*DIRECTION*
List each line in the rows below that contains the word "ribbon", copying the whole line.

** Start of RECORDED INFORMATION **

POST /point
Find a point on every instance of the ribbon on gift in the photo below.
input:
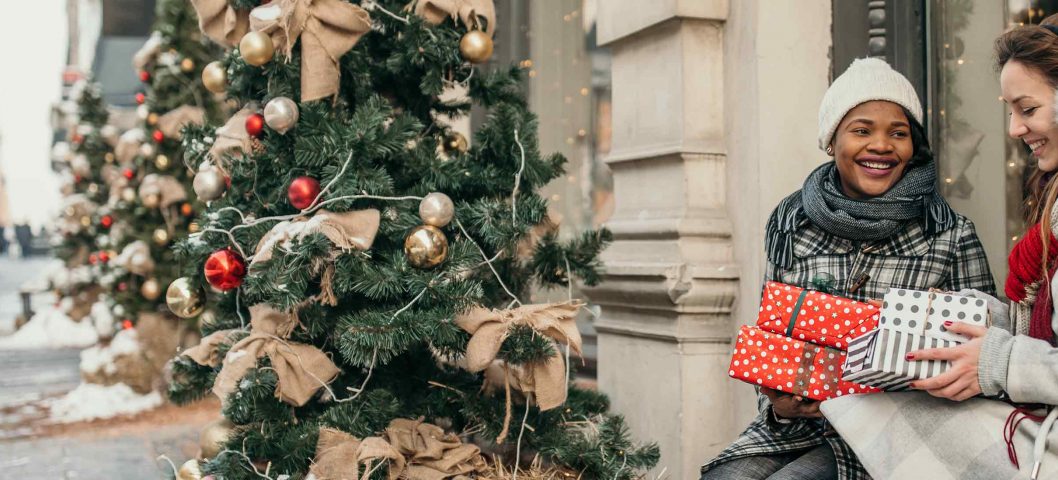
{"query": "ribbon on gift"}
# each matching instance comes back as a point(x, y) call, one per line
point(232, 137)
point(347, 231)
point(327, 29)
point(301, 369)
point(128, 145)
point(171, 123)
point(135, 258)
point(148, 52)
point(414, 448)
point(222, 23)
point(489, 328)
point(167, 188)
point(468, 11)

** End of RECORDED INFORMATION **

*RESPONSE TO THIS TASK*
Find a point on every instance of the ribbon on gift in the photo below.
{"query": "ribbon on gift"}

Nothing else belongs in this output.